Requirement:
Print all the entries verbatim.

Top of Source material

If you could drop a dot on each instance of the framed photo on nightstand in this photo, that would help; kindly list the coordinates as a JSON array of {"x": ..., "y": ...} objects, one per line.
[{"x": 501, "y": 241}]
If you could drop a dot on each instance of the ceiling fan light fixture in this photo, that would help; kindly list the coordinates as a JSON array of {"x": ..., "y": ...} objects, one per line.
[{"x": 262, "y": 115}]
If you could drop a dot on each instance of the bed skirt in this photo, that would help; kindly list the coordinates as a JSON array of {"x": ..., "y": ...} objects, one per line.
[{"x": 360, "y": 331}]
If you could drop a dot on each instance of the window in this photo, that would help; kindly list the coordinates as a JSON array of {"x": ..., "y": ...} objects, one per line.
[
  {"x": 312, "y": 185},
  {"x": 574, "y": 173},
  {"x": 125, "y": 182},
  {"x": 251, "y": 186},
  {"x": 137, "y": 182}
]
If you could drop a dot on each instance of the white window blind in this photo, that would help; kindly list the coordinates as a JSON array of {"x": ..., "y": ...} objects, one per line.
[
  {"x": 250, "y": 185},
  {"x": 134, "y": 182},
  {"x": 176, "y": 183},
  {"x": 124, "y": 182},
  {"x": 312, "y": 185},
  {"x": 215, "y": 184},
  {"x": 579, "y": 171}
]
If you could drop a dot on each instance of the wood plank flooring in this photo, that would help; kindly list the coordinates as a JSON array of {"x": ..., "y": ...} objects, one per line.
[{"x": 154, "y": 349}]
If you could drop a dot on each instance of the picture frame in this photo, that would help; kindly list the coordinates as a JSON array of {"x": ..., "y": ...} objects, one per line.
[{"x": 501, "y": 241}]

Bottom of Source material

Completed task:
If you could drop a dot on each instance of the framed photo on nightstand in this photo, that would help; kindly list the coordinates as a JSON array of {"x": ..., "y": ...} objects, one per line.
[{"x": 501, "y": 241}]
If you could drop a dot on each instance of the ceiling fan light fixture in this photo, that would help; kindly list the coordinates as a JSON array of {"x": ..., "y": ...} objects, one per line.
[{"x": 262, "y": 115}]
If you could drop a dot on each instance of the bed skirt in this photo, that would help; kindly list the coordinates as a JSON array of {"x": ..., "y": ...} objects, one per line.
[{"x": 360, "y": 331}]
If you could drop a dot on each instance of the window in this photo, that would help; kindly list the coordinates as a JSON array of {"x": ..., "y": ...} objects, one per line.
[
  {"x": 312, "y": 185},
  {"x": 574, "y": 173},
  {"x": 125, "y": 182},
  {"x": 251, "y": 186},
  {"x": 137, "y": 182}
]
If you could drop a dot on each instance of the white window blind in this photo, that would help; kindly list the coordinates as a JSON array of {"x": ..., "y": ...} objects, one per line.
[
  {"x": 250, "y": 185},
  {"x": 134, "y": 182},
  {"x": 176, "y": 183},
  {"x": 124, "y": 182},
  {"x": 312, "y": 185},
  {"x": 215, "y": 184},
  {"x": 579, "y": 171}
]
If you could drop a dot on each instance of the wood plank flooring in this photo, that would help; kindly list the coordinates as a JSON array of {"x": ..., "y": ...} objects, one per line.
[{"x": 154, "y": 349}]
If you could drop a dot on each instance of the picture frame in this photo, that would help; kindly list the coordinates as a JSON array of {"x": ..., "y": ...} objects, one per line.
[{"x": 501, "y": 241}]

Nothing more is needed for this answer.